(Entri dari sebuah dataset)
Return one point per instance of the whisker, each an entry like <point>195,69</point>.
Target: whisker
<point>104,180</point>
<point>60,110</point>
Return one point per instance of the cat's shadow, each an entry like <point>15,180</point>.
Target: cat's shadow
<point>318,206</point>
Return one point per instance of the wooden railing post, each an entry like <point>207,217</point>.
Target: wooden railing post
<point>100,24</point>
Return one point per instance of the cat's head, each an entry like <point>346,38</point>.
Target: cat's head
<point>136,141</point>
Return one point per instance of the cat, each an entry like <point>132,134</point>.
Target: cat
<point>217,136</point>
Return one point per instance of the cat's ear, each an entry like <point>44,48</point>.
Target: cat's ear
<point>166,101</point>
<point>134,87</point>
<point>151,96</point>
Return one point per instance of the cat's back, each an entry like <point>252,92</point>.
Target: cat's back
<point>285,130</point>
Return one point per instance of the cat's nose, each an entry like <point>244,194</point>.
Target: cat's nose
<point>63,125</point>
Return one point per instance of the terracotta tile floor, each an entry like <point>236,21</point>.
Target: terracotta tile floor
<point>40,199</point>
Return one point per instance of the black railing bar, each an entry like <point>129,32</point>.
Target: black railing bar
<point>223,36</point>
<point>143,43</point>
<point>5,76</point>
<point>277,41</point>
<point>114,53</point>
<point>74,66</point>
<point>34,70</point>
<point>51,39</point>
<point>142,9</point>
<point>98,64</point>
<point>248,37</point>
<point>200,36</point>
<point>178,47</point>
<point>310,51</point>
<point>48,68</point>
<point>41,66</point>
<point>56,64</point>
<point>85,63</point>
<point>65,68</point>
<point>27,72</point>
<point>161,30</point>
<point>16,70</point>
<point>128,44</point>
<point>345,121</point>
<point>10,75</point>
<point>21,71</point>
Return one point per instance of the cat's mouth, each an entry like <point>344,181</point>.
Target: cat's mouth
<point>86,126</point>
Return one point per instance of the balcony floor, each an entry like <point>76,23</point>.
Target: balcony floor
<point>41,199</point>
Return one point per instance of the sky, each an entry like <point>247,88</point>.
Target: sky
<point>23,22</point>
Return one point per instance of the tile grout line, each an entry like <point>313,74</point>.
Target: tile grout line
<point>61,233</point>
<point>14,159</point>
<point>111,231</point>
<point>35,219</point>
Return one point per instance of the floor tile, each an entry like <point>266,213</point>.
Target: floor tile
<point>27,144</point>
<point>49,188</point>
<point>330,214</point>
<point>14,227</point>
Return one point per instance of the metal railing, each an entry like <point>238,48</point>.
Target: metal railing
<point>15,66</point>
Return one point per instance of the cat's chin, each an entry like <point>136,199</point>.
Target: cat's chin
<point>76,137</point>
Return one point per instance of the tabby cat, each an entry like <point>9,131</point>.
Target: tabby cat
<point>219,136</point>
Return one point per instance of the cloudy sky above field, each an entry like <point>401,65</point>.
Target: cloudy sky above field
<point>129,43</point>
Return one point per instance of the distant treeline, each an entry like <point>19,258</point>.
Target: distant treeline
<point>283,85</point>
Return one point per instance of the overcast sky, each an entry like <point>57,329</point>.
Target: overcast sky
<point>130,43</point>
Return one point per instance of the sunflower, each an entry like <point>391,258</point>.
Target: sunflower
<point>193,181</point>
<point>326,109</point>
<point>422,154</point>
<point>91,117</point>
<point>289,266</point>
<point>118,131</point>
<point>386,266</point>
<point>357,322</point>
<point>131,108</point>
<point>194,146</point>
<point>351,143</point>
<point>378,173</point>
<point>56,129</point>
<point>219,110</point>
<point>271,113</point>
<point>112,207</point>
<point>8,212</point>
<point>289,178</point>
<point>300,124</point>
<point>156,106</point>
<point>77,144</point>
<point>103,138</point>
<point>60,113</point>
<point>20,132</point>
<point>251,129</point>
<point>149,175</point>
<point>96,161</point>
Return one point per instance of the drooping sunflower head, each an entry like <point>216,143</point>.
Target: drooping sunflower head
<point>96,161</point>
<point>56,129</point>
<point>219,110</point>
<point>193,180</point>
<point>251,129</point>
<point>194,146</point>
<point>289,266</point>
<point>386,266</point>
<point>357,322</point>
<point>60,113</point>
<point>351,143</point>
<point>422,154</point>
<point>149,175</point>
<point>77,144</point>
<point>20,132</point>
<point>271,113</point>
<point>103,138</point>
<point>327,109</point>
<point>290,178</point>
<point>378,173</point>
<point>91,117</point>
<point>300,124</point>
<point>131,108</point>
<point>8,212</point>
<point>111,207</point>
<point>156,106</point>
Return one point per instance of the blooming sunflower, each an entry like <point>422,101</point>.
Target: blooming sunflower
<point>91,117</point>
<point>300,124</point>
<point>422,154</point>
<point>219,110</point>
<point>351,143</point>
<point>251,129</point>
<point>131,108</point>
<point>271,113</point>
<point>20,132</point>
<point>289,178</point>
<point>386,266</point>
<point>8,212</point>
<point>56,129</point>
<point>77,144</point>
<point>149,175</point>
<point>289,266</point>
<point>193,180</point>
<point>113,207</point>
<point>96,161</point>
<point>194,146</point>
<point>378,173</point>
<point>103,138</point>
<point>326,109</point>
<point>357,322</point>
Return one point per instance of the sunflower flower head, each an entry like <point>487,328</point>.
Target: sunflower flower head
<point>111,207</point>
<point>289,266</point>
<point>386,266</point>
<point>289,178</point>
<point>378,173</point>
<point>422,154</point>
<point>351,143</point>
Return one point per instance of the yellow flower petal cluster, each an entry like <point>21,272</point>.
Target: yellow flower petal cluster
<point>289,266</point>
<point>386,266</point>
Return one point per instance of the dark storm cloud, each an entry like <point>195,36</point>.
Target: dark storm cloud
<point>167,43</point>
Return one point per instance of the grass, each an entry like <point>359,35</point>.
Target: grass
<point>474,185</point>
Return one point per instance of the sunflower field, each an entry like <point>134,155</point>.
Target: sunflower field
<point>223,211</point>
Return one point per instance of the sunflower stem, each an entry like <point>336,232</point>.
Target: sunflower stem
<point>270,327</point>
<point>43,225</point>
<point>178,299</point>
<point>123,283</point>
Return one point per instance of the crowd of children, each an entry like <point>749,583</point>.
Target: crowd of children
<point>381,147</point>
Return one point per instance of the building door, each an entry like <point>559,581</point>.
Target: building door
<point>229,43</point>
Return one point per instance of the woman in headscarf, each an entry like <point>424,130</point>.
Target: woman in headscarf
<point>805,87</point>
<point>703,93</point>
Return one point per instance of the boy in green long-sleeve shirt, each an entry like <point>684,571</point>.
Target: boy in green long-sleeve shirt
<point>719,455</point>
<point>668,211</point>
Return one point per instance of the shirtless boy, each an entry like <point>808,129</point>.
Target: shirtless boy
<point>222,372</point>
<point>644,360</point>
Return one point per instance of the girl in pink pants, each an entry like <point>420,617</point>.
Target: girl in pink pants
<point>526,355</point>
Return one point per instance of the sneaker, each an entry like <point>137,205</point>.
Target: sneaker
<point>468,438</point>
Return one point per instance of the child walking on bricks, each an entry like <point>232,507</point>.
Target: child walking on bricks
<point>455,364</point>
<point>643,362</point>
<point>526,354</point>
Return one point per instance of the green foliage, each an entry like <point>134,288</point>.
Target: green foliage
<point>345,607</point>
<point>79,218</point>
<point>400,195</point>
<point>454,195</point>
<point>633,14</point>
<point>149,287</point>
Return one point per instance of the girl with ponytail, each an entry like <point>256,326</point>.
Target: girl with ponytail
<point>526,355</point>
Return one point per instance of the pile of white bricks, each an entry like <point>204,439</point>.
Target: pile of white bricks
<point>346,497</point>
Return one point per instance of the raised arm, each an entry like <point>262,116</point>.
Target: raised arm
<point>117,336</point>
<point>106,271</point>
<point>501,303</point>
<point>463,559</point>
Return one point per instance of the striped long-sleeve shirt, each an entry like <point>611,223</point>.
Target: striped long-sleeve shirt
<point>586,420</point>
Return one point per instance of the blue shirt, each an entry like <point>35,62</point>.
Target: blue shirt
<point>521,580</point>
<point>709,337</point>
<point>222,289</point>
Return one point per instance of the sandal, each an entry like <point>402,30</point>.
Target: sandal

**YANG DIMINTA**
Sajikan sebagai tabel Markdown semua baris daftar mulai dari baris yang memuat "Return one point per instance of the blue" sampai akhir daftar, tanpa baris kosong. Gunakan kolom "Nomor" untuk nomor urut dan kolom "Baris daftar" untuk isi barisnya.

**HASIL LATIHAN INI**
| Nomor | Baris daftar |
|---|---|
| 1 | Return one point per instance of the blue shirt, each an entry like <point>35,62</point>. |
| 2 | Target: blue shirt |
| 3 | <point>521,580</point> |
| 4 | <point>709,337</point> |
| 5 | <point>222,289</point> |
| 6 | Return one point per instance of the sandal, each an entry like <point>402,30</point>. |
| 7 | Target: sandal |